The task: Rewrite the material below, replacing every "wildflower" with "blossom" and keeping everything else unchanged. Leave the pictures out of your answer.

Provided information:
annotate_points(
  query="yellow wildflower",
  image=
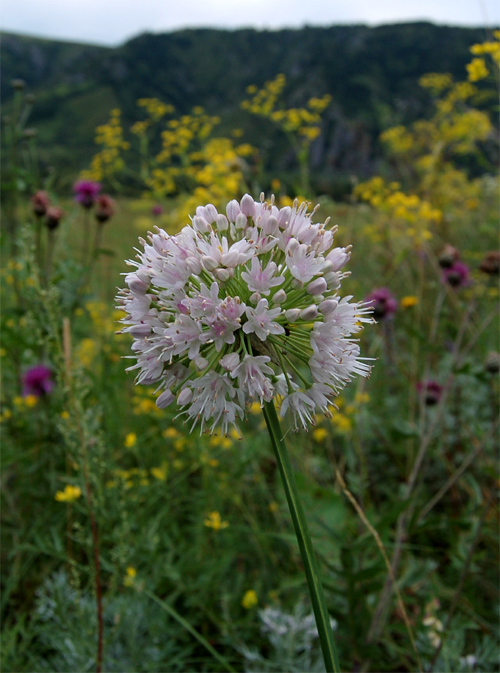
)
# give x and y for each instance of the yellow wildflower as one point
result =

Written solution:
annotate_points(
  query="yellow blossom",
  image=
)
# give x and y for each instance of the yellow blossom as one point
result =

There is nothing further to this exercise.